(Region labeling records)
----

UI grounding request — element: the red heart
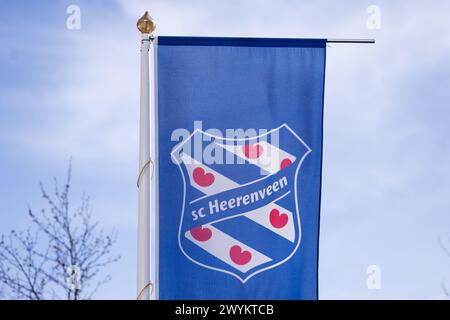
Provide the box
[269,209,289,229]
[193,168,215,187]
[242,144,264,159]
[230,245,252,266]
[190,226,212,242]
[280,158,292,170]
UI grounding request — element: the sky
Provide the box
[0,0,450,299]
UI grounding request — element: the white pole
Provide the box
[137,33,152,300]
[137,12,156,300]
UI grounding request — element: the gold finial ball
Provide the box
[137,11,156,33]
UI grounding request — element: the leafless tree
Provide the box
[0,164,120,300]
[438,232,450,298]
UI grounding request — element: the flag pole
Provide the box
[137,12,156,300]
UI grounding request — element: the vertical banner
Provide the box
[157,37,326,299]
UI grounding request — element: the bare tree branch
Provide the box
[0,163,120,300]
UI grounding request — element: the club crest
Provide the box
[171,124,311,283]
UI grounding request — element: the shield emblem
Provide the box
[171,124,312,283]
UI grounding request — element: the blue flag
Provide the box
[157,37,326,299]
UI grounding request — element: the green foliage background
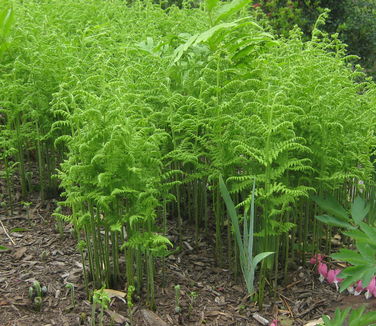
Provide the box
[0,0,376,306]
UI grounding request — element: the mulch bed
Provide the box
[0,198,376,326]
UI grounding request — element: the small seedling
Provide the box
[21,201,32,219]
[65,283,76,308]
[29,281,47,311]
[175,285,181,314]
[188,291,198,313]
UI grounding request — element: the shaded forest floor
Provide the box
[0,195,376,326]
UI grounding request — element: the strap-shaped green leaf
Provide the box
[350,196,370,224]
[312,196,350,222]
[252,251,274,269]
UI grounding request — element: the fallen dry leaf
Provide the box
[14,247,27,260]
[304,318,324,326]
[103,289,127,302]
[141,309,168,326]
[106,310,129,324]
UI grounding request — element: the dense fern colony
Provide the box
[0,0,376,305]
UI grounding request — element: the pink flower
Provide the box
[317,262,328,282]
[309,254,324,265]
[364,276,376,299]
[326,269,343,291]
[354,280,364,295]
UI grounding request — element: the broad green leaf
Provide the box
[173,34,199,63]
[356,242,376,264]
[214,0,249,24]
[343,229,376,244]
[312,196,350,222]
[206,0,219,12]
[219,176,245,263]
[315,215,354,229]
[252,251,274,269]
[0,8,14,38]
[350,196,370,224]
[359,222,376,240]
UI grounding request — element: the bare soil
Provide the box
[0,198,376,326]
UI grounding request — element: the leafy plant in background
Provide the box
[91,288,111,326]
[322,306,376,326]
[219,176,274,301]
[0,6,14,60]
[314,196,376,291]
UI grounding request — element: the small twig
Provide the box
[252,312,269,325]
[279,294,294,318]
[285,280,302,290]
[296,299,327,318]
[0,220,16,246]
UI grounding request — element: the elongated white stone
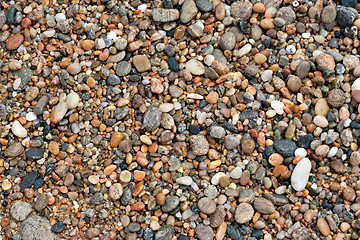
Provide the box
[291,158,311,191]
[11,121,27,138]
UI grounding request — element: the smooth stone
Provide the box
[274,139,297,157]
[235,203,255,224]
[198,197,216,215]
[291,158,311,191]
[151,8,180,23]
[317,218,331,237]
[25,148,44,160]
[50,101,68,123]
[180,0,198,23]
[315,98,330,117]
[142,107,162,131]
[34,95,50,115]
[11,120,27,138]
[313,115,329,128]
[133,55,151,72]
[254,198,275,214]
[19,215,58,240]
[219,31,236,51]
[10,201,32,221]
[65,91,80,109]
[185,59,205,75]
[176,176,193,186]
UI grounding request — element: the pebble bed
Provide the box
[0,0,360,240]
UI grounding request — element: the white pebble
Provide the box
[344,118,352,127]
[313,50,324,58]
[11,120,27,138]
[55,13,66,22]
[351,78,360,91]
[106,31,116,40]
[286,45,296,54]
[173,102,181,110]
[97,38,106,49]
[159,103,174,113]
[327,146,338,157]
[65,91,80,109]
[295,148,307,158]
[211,172,226,185]
[291,158,311,191]
[261,69,273,82]
[26,112,37,122]
[195,22,204,30]
[230,167,242,179]
[176,176,193,186]
[13,78,21,90]
[138,4,147,12]
[271,101,284,114]
[301,33,311,38]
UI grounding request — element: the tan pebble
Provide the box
[48,141,60,155]
[110,132,123,147]
[340,222,351,232]
[152,161,163,172]
[109,183,123,200]
[120,170,131,182]
[88,175,100,185]
[215,222,227,240]
[205,91,219,104]
[254,53,267,64]
[208,160,221,170]
[140,135,152,145]
[253,2,266,13]
[1,179,11,191]
[260,18,275,29]
[317,218,330,237]
[269,153,284,166]
[156,192,166,206]
[80,39,95,51]
[104,164,117,176]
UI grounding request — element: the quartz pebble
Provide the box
[291,158,311,191]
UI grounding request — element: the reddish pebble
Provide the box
[100,232,117,240]
[6,33,24,50]
[339,107,350,120]
[130,202,145,211]
[134,170,145,181]
[21,18,31,28]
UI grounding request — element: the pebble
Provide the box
[176,176,193,186]
[317,218,330,237]
[151,8,180,23]
[6,33,24,50]
[133,55,151,72]
[185,59,205,75]
[11,121,27,138]
[254,198,275,214]
[198,197,216,215]
[0,0,360,240]
[235,203,254,224]
[19,215,57,240]
[10,201,32,221]
[291,158,311,191]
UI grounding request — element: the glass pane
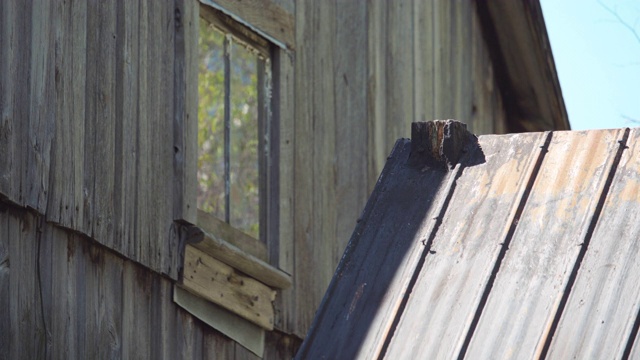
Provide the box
[197,19,225,219]
[230,39,260,238]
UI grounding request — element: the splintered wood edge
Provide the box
[182,246,276,330]
[188,226,292,289]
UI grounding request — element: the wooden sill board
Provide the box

----

**Problem details**
Please copy all of the items above word for word, leaving the pictures out.

**Right answer**
UI grounding request — element: the red heart
Provide the box
[269,209,289,229]
[193,168,215,187]
[242,144,264,159]
[230,245,252,266]
[190,226,212,242]
[280,158,292,170]
UI grounding request — element: the sky
Provide the box
[0,0,450,299]
UI grounding request — element: the white pole
Provide the box
[137,33,152,300]
[137,12,156,300]
UI grounding request — element: the gold finial ball
Provide the box
[137,11,156,33]
UI grounding request — element: the leafless tree
Provide the box
[0,164,120,300]
[438,232,450,298]
UI grounding request — element: the flag pole
Provide the box
[137,12,156,300]
UI grounding request — element: the vertical banner
Provide the box
[157,37,326,299]
UI grounding request — element: the bare tree branch
Provide the box
[0,163,120,300]
UI grounding request — element: the club crest
Provide the box
[171,124,311,283]
UI grounding request — element: the shield emblem
Provide the box
[171,124,312,283]
UI grounding request — element: the blue flag
Provide the box
[157,37,326,299]
UI grounding request — element: the green foliage background
Provide the box
[0,0,376,306]
UI grounding request — element: the mulch bed
Provide the box
[0,198,376,326]
UI grounding request — element: the small seedling
Provide the box
[21,201,32,219]
[65,283,76,308]
[29,281,47,311]
[175,285,181,314]
[188,291,198,313]
UI grounding request — element: the shaded forest floor
Provide the box
[0,195,376,326]
UI grounding request — element: the strap-shaped green leaf
Provide the box
[350,196,370,224]
[312,196,350,222]
[252,251,274,269]
UI grounding request — element: the fallen dry leaf
Provide the box
[14,247,27,260]
[304,318,324,326]
[103,289,127,302]
[141,309,168,326]
[106,310,129,324]
UI grounding request — element: the dense fern colony
Provide the box
[0,0,376,305]
UI grounding request — element: the pink flower
Provide the box
[317,262,328,282]
[309,254,324,265]
[364,276,376,299]
[326,269,343,291]
[354,280,364,295]
UI grounding request — element: the broad green leaf
Provide the box
[173,34,199,63]
[356,242,376,264]
[214,0,249,24]
[343,229,376,244]
[312,196,350,222]
[206,0,219,12]
[219,176,245,263]
[315,215,354,229]
[252,251,274,269]
[0,8,14,38]
[350,196,370,224]
[359,222,376,240]
UI grounding request — element: the bare soil
Provide the box
[0,198,376,326]
UI grounding request — element: the leafy plant in background
Provide the box
[91,288,111,326]
[322,306,376,326]
[219,176,274,301]
[0,6,14,60]
[314,196,376,291]
UI grounding request — element: the small twig
Provide the box
[252,312,269,325]
[279,294,294,318]
[285,280,302,290]
[296,299,327,318]
[0,220,16,246]
UI grounding request — element: the elongated white stone
Provide the box
[291,158,311,191]
[11,121,27,138]
UI grounding request — element: the smooth stone
Provide the box
[274,139,297,157]
[235,203,255,224]
[198,197,216,215]
[291,158,311,191]
[151,8,180,23]
[317,218,331,237]
[25,148,44,160]
[50,101,68,123]
[180,0,198,23]
[315,98,330,117]
[142,107,162,131]
[34,95,50,115]
[11,120,27,138]
[313,115,329,128]
[133,55,151,72]
[254,198,275,214]
[19,215,58,240]
[219,31,236,51]
[10,201,32,221]
[65,91,80,109]
[185,59,205,75]
[176,176,193,186]
UI grounding request — element: the pebble bed
Provide the box
[0,0,360,240]
UI grounding request — element: the white pebble
Provide the box
[344,118,352,127]
[313,50,324,58]
[11,120,27,138]
[55,13,66,22]
[351,78,360,91]
[106,31,116,40]
[286,45,296,54]
[173,102,181,110]
[97,38,106,49]
[159,103,174,113]
[327,146,338,157]
[65,91,80,109]
[295,148,307,158]
[211,172,226,185]
[291,158,311,191]
[261,69,273,82]
[26,112,37,122]
[195,22,204,30]
[230,167,242,179]
[176,176,193,186]
[13,78,21,90]
[138,4,147,12]
[271,101,284,114]
[301,33,311,38]
UI grounding request — element: the tan pebble
Provide the box
[48,141,60,155]
[110,132,123,147]
[340,222,351,232]
[152,161,163,172]
[109,183,123,200]
[120,170,131,182]
[88,175,100,185]
[215,222,227,240]
[205,91,219,104]
[254,53,267,64]
[208,160,221,170]
[140,135,152,145]
[253,2,266,13]
[1,179,11,191]
[260,18,275,29]
[317,218,330,237]
[269,153,284,166]
[156,192,166,206]
[80,39,95,51]
[104,164,117,176]
UI grounding request — element: the quartz pebble
Provide the box
[291,158,311,191]
UI grounding request — element: the reddish pebble
Provide the box
[100,232,117,240]
[6,33,24,50]
[339,107,350,120]
[130,202,145,211]
[134,170,145,181]
[21,18,31,28]
UI grounding request — element: the pebble
Provide the box
[176,176,193,186]
[317,218,330,237]
[151,8,180,23]
[6,33,24,50]
[133,55,151,72]
[185,59,205,75]
[11,121,27,138]
[254,198,275,214]
[198,197,216,215]
[0,0,360,240]
[235,203,254,224]
[19,215,57,240]
[10,201,32,221]
[291,158,311,191]
UI grounding request — element: the glass pane
Provide the box
[197,19,225,219]
[230,39,260,238]
UI grounding request — element: the splintered wood edge
Provide the box
[182,246,276,330]
[188,226,292,289]
UI grounding request — element: the wooden sill board
Provide the box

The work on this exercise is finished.